## START Records for the exercise
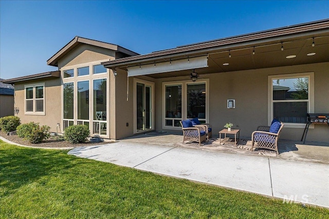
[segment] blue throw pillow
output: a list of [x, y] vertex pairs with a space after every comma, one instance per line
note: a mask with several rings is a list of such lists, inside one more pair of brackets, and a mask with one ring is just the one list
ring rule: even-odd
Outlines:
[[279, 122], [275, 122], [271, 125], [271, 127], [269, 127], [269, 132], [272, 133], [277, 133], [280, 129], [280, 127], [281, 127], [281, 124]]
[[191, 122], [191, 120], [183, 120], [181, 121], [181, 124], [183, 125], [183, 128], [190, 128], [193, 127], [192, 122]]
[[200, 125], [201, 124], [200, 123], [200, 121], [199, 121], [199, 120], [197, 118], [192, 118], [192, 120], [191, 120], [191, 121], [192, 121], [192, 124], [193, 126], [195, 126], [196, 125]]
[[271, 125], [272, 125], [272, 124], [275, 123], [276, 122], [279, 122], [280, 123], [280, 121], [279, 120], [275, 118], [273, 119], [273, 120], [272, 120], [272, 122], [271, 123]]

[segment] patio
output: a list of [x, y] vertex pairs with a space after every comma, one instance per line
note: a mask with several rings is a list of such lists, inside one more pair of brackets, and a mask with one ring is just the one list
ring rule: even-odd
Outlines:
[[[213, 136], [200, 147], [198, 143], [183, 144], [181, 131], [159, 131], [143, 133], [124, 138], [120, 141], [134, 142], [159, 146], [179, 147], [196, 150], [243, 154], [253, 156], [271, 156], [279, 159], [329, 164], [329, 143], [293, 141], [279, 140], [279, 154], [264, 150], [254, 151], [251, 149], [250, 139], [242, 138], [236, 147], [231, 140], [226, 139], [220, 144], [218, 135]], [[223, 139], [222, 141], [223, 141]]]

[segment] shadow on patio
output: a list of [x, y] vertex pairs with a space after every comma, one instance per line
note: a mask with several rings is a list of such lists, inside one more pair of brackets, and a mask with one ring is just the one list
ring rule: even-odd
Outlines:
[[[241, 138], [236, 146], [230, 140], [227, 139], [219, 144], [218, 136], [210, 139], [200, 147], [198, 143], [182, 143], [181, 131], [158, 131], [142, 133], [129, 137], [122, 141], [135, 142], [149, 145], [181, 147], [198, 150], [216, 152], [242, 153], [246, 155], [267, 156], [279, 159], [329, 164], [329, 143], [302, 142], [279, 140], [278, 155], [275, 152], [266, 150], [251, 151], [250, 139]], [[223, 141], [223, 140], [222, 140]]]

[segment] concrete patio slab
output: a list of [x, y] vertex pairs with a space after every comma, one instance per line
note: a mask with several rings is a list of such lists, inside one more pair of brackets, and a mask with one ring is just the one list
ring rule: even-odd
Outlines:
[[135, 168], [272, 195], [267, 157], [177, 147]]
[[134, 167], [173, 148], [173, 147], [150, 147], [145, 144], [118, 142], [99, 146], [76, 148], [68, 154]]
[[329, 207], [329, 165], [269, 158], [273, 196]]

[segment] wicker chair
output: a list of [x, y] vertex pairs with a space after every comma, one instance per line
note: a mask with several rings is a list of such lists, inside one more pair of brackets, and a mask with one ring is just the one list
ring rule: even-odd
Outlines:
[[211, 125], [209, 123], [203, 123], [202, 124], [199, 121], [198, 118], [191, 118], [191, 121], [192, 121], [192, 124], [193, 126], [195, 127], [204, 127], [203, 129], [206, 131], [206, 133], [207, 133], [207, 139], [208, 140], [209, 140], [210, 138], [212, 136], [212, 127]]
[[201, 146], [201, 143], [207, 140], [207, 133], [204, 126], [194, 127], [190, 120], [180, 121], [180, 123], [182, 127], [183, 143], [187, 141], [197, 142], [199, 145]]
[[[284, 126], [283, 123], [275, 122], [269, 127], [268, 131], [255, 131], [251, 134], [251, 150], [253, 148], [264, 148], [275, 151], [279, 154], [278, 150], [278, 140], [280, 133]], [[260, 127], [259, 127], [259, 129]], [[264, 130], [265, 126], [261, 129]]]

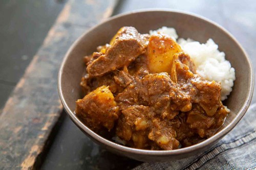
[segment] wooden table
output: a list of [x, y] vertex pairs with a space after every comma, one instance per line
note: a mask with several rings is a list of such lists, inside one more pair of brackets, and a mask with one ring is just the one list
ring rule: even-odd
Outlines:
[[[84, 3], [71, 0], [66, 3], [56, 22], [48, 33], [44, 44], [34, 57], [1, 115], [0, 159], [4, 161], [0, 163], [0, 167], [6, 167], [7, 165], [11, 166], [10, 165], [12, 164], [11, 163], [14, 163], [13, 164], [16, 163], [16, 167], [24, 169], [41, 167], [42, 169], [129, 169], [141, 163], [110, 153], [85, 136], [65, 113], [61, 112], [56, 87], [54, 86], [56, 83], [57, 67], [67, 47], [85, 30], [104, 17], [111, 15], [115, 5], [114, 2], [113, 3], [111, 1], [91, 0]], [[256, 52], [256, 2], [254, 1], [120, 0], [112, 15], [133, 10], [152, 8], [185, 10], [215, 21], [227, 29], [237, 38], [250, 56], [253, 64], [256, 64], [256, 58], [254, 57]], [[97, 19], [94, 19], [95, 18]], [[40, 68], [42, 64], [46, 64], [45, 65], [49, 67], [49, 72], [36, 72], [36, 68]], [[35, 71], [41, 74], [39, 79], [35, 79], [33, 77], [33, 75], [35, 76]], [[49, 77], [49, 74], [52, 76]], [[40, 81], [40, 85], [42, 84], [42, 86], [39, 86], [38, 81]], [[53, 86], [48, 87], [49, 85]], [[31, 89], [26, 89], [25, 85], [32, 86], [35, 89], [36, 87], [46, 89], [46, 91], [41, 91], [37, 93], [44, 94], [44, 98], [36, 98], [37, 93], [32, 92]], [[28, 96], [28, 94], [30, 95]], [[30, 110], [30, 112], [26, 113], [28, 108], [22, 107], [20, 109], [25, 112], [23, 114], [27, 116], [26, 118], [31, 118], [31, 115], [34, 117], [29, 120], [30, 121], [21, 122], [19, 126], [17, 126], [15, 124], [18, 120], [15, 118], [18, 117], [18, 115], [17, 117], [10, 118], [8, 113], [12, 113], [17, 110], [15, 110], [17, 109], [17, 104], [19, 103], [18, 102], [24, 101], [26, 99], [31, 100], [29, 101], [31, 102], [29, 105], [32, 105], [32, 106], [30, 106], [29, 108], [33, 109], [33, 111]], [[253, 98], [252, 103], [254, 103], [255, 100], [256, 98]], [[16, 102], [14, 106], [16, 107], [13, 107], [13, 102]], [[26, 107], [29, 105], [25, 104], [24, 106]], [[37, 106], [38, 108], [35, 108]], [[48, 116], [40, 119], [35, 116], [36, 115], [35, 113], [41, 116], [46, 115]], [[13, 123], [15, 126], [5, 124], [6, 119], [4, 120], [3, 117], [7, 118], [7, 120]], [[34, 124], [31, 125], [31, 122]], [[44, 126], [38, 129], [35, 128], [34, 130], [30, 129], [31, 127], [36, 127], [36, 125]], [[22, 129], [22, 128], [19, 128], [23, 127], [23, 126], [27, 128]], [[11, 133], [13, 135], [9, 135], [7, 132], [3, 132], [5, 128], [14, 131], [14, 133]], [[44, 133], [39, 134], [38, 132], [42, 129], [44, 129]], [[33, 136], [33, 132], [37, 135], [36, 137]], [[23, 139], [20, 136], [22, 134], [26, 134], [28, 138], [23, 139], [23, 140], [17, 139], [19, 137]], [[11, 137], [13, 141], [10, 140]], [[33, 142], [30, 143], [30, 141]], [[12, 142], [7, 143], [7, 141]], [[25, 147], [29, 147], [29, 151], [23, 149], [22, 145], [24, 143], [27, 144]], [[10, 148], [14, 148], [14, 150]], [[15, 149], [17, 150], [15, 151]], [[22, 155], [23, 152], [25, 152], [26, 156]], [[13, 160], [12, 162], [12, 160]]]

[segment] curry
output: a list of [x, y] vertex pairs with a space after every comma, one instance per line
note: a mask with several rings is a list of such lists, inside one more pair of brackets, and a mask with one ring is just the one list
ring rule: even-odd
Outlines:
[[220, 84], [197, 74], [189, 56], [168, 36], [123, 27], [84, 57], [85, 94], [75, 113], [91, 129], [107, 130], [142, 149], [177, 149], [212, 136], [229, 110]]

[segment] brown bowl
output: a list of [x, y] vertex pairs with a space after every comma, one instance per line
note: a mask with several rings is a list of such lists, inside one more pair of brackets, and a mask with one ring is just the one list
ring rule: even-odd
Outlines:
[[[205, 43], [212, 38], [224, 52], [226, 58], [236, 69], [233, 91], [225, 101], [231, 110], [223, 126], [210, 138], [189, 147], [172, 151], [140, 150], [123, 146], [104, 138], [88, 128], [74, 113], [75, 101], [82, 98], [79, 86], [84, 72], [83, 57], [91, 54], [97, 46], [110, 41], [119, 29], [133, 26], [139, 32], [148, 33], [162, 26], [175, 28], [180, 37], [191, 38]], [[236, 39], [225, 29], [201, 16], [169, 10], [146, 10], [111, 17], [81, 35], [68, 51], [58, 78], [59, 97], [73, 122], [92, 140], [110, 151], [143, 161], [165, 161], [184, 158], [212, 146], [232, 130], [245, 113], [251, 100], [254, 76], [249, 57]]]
## END Records for the exercise
* Task *
Each line from the one containing "[segment] brown bowl" to the end of the listing above should be copied exactly, and nothing else.

* Answer for the task *
[segment] brown bowl
output: a list of [x, y] vertex pairs with a space after every comma, one instance per line
note: a mask with several rings is a list of such lists, inside one more pair of brackets, and a mask with one ring is just the one list
ring rule: even-odd
Outlines:
[[[205, 43], [212, 38], [224, 52], [226, 58], [236, 69], [233, 91], [225, 101], [231, 110], [223, 126], [210, 138], [189, 147], [172, 151], [140, 150], [123, 146], [104, 138], [88, 128], [74, 113], [75, 101], [82, 98], [79, 86], [84, 72], [83, 57], [91, 54], [97, 46], [110, 41], [119, 29], [133, 26], [139, 32], [148, 33], [162, 26], [175, 28], [180, 37], [191, 38]], [[236, 39], [225, 29], [201, 16], [169, 10], [146, 10], [111, 17], [81, 35], [68, 51], [58, 78], [59, 97], [73, 122], [92, 140], [110, 151], [143, 161], [165, 161], [184, 158], [212, 146], [232, 130], [245, 113], [251, 100], [254, 76], [249, 57]]]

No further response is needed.